### Text for analysis
____________________

January 24, 2020

Deadly new virus has the WHO concerned

A mysterious new virus has claimed the lives of 18 Chinese citizens and infected over 600 since December 31st. The virus possibly originated from an animal species in the Huanan Seafood Wholesale Market in Wuhan, China. It has recently been confirmed that it can also spread through human-to-human contact. The virus causes a pneumonia-like illness and has been linked to the coronavirus family. Why is it causing a stir in US news outlets? The first known case in the USA was reported earlier this week in Washington State, but the WHO has yet to declare it a "public health emergency." You can find the latest updates here.

A black market for insulin? —

What happens when you're mugged and your bag containing your license, credit cards, cell phone, AND life-saving medication is gone? You're SOL. The medication, in this case insulin, isn't as easy (or potentially as affordable) to replace as are the rest of your belongings. When Heather Walker, a graduate student in California, was mugged, losing her purse and all of its belongings -- including a month's supply of insulin used to treat her Type 1 Diabetes -- she had to pay $500 out of her own pocket to replace the medication (her insurance company refused to cover it). Others in similar situations are relying on more "non-prescriptive" measures, sharing extra insulin and even swapping or selling it "illegally." Until a better solution can be put into place (i.e. more affordable or accessible insulin), it doesn't look like there are many alternatives for people who can't afford the life-sustaining drug.

____________________

### Entries taken from a collection
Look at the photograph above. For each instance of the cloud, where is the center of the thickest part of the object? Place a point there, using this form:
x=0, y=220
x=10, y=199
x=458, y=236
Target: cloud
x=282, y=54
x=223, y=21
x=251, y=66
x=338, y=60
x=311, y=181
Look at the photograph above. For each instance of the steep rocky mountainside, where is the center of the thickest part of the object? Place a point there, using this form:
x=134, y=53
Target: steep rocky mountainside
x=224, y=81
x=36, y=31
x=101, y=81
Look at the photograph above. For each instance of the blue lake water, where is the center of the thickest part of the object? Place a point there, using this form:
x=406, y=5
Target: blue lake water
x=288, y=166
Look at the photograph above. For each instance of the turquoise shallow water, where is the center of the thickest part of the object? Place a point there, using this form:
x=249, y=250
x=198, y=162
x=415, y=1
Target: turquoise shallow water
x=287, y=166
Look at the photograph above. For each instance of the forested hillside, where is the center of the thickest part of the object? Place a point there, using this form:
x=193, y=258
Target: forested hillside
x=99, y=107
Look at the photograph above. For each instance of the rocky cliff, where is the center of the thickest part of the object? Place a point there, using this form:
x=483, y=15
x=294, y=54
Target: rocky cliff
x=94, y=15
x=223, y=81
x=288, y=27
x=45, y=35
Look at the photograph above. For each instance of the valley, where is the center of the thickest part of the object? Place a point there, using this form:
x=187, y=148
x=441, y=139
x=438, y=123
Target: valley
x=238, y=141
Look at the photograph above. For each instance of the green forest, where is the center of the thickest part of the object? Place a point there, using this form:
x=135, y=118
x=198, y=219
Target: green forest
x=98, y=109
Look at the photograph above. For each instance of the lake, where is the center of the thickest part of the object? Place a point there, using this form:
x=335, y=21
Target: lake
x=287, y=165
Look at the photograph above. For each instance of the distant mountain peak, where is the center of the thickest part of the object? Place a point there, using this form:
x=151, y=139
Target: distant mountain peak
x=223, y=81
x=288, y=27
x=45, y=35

____________________

### Directions
1: According to the health news roundup, why did Heather Walker pay $500 herself to replace her insulin? Answer in one to three sentences.
2: Answer these questions from the health news roundup.
(a) How many Chinese citizens had the new virus killed?
(b) In which state was the first known US case reported?
(c) What condition does Heather Walker use insulin to treat?
3: Carry the health news roundup further, starting after its last sentence.

### Outputs by task
1: She lost a month's supply of insulin when she was mugged and her purse was taken. Her insurance company refused to cover the replacement, so she paid the $500 out of her own pocket.

2:
(a) 18
(b) Washington State
(c) Type 1 Diabetes

3:
How do we improve the state of nursing and health care for all? —

Full practice authority. Only half of US states allow full practice authority for nurse practitioners, meaning they can perform tasks including "ordering and interpreting diagnostic procedures, certifying disability, and prescribing, administering, and dispensing controlled substances." For these states, this is a huge benefit, especially with an aging Boomer population and a growing demand for health care. One place this authority makes a huge difference is in New Mexico, where rural health care faces challenges in the supply of physicians. An influx of NP residency programs is currently being used to combat this shortage. Moreover, with legislation on the line in California, now is the time to show how effective full practice authority can be!

To work per diem, or not to work per diem, that is the question —

The typical 9-5 workday doesn't really apply to most of us, with up to 65% of us already working 12-13 hour shifts a few days a week. But what adds even more flexibility (for better or worse)? Per diem shifts. These added, often ad hoc, shifts can provide even more flexibility or income, but there's no guarantee of work. So, what are the pros? Higher hourly wage, the option of saying no to a shift, good alternative for new grad nurses getting into the workforce (in certain settings), potential tax breaks, and an almost-endless supply of work. The cons? Often lack full-time benefits, last-minute call to actions, too few or sporadic weekly hours, tax planning, and more time spent looking for opportunities on a regular basis. Ultimately, both sides provide plenty of positives with a handful of additional challenges. The choice is yours, and you might even find that one or both of these avenues work best for you at different times in your life.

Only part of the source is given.